(Entries from a pointing dataset)
● ● ● ● ● ● ●
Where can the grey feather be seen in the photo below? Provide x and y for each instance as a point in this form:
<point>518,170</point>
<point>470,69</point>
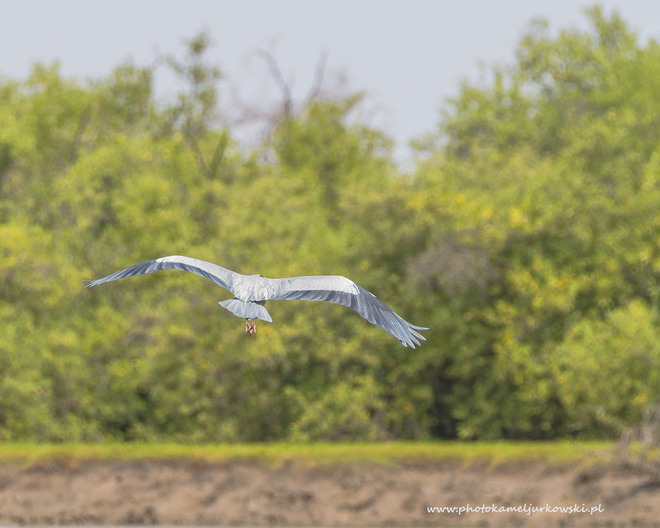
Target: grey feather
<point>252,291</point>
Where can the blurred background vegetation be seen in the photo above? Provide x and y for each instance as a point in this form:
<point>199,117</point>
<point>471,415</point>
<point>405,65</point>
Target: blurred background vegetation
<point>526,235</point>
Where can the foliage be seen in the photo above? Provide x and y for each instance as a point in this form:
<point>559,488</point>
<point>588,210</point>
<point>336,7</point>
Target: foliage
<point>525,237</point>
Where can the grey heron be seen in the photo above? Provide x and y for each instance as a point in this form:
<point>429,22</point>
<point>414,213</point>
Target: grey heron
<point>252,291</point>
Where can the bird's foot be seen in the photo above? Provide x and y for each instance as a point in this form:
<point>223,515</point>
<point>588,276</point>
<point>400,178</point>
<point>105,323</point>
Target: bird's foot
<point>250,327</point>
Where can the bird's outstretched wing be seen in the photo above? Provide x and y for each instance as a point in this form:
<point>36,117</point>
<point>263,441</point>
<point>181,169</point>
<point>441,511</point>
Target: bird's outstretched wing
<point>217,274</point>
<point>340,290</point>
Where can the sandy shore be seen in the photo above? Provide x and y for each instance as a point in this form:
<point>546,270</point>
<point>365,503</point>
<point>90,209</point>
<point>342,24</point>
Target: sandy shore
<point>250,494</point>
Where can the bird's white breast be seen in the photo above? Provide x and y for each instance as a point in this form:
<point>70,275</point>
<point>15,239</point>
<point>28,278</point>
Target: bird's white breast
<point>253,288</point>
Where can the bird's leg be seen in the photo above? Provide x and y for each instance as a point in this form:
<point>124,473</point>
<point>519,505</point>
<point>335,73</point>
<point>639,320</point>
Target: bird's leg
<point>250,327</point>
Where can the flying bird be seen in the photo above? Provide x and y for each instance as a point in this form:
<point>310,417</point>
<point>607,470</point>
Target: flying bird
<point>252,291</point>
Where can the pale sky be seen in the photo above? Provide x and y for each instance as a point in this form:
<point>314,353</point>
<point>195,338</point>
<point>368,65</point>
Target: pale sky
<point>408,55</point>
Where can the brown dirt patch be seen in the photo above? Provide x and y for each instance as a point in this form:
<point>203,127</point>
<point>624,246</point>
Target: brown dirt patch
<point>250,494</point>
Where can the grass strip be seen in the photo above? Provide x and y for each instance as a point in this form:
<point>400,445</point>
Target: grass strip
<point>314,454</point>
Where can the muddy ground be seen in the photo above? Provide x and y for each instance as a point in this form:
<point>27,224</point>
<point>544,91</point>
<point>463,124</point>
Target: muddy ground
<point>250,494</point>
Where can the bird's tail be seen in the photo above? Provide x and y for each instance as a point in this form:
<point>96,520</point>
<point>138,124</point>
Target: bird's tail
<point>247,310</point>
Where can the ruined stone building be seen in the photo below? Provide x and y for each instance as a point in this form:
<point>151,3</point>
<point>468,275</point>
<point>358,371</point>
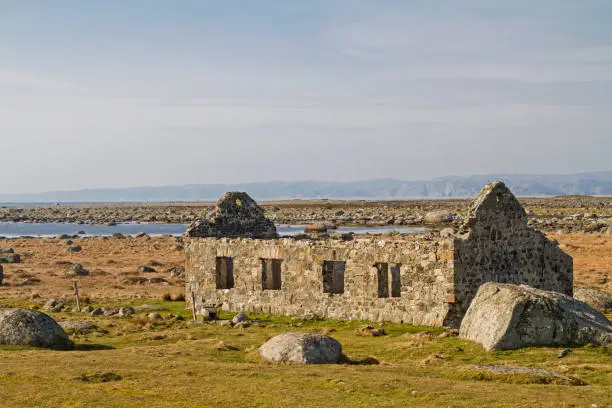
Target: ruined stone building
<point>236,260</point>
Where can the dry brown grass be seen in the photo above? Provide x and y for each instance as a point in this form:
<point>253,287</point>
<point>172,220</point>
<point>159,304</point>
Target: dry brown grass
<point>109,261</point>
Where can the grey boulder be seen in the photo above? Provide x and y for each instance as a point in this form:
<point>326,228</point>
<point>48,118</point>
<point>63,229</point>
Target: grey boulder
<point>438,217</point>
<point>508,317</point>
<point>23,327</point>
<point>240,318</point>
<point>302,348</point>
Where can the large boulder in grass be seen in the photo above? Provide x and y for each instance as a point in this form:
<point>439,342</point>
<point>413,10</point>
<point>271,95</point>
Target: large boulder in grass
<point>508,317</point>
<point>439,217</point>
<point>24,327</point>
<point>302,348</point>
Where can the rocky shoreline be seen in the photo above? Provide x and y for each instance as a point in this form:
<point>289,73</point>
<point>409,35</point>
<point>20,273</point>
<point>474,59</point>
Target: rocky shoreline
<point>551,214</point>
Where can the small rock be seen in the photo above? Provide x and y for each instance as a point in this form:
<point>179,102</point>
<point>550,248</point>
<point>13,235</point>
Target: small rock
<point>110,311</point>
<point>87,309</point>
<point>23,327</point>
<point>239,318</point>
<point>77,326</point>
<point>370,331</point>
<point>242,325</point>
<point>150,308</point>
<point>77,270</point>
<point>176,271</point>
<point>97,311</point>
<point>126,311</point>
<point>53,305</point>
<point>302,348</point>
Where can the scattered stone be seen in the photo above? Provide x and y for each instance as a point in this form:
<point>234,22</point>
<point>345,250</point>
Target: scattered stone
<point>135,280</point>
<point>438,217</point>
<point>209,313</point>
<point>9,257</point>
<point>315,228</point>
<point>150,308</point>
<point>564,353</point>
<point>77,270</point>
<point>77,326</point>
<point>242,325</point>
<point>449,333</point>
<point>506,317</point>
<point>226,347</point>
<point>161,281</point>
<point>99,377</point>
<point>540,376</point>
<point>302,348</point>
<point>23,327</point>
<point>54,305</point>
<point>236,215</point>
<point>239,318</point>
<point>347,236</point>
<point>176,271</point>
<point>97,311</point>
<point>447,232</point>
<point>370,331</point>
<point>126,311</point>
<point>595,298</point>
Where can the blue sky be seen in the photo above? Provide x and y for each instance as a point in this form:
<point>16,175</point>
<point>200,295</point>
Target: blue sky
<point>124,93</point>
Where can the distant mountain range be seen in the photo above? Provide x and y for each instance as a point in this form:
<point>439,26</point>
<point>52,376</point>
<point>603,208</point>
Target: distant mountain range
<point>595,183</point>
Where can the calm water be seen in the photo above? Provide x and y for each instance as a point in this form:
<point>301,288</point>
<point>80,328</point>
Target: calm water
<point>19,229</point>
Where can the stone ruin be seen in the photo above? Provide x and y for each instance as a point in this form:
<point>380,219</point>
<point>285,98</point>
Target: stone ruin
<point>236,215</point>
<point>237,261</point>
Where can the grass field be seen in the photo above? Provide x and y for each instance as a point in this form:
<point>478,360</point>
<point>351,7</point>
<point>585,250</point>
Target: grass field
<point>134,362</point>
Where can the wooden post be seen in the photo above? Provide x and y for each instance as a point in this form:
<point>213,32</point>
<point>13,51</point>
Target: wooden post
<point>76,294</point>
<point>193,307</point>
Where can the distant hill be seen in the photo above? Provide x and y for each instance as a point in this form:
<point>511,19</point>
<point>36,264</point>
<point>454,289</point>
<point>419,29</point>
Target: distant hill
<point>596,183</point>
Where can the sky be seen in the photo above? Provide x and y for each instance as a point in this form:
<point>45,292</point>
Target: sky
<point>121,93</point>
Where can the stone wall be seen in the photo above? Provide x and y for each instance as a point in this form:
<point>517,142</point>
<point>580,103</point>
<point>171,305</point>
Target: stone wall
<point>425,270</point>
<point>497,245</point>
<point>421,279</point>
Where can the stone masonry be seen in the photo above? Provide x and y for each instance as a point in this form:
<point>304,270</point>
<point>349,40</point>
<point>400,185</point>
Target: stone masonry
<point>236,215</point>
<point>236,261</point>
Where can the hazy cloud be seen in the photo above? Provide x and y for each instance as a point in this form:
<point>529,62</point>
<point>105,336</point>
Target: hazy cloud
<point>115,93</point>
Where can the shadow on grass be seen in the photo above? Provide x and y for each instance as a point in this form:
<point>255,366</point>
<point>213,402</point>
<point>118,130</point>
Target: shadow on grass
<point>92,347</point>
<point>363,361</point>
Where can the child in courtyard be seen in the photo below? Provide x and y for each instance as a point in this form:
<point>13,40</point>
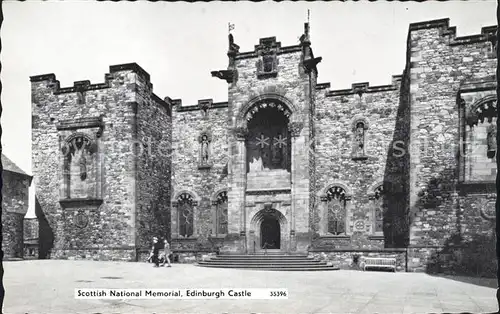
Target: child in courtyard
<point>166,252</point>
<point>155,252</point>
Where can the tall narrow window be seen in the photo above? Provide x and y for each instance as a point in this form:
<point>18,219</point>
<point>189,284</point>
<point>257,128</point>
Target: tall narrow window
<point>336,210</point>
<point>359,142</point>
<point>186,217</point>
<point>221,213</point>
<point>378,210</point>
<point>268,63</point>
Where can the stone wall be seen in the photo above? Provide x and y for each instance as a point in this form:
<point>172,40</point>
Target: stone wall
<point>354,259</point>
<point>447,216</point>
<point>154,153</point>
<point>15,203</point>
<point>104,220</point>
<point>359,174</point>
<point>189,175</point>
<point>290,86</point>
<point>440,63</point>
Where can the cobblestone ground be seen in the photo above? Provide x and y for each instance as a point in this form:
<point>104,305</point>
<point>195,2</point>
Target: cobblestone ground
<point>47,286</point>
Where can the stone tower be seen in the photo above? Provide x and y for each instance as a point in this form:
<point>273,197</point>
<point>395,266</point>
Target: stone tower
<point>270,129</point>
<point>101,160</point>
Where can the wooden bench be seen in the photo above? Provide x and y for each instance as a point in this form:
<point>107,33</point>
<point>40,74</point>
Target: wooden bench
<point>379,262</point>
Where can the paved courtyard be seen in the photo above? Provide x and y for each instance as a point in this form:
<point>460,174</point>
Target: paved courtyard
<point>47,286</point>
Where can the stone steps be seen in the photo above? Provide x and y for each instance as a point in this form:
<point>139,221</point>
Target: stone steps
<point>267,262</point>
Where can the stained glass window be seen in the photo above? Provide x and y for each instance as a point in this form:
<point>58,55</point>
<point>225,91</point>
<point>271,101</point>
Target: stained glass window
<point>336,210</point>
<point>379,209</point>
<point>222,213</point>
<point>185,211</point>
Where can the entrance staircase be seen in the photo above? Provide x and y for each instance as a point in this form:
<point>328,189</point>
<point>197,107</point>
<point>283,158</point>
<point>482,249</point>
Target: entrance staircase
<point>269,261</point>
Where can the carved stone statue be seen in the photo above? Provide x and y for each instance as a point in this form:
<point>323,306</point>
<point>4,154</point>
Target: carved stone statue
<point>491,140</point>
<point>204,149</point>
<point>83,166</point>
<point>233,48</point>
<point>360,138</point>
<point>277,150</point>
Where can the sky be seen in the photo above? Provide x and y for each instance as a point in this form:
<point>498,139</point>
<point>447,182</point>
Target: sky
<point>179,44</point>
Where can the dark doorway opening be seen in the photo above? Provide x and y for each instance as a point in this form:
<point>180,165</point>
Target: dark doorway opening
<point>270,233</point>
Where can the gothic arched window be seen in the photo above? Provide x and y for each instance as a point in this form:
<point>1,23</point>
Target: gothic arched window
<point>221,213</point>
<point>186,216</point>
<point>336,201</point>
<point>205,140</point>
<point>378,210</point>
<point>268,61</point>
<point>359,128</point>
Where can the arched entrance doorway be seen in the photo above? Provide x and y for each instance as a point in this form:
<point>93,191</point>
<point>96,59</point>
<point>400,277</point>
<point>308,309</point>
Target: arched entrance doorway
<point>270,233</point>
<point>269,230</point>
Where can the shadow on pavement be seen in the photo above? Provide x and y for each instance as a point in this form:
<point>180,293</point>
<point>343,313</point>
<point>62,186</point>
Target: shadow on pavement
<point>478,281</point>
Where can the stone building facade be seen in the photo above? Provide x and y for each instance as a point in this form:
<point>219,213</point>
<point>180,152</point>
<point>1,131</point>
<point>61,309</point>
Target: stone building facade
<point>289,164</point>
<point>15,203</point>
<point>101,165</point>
● ● ● ● ● ● ●
(Objective) Output the lines of the material above exactly as they stand, from the line containing "Where can the stained" to the line containing "<point>185,211</point>", with both of those lines included.

(Response to the task)
Where can the stained glass window be seen in the photo above? Provide x and y for each instance as a point in this form:
<point>58,55</point>
<point>225,91</point>
<point>271,101</point>
Target: stained glass window
<point>336,210</point>
<point>379,209</point>
<point>222,213</point>
<point>185,211</point>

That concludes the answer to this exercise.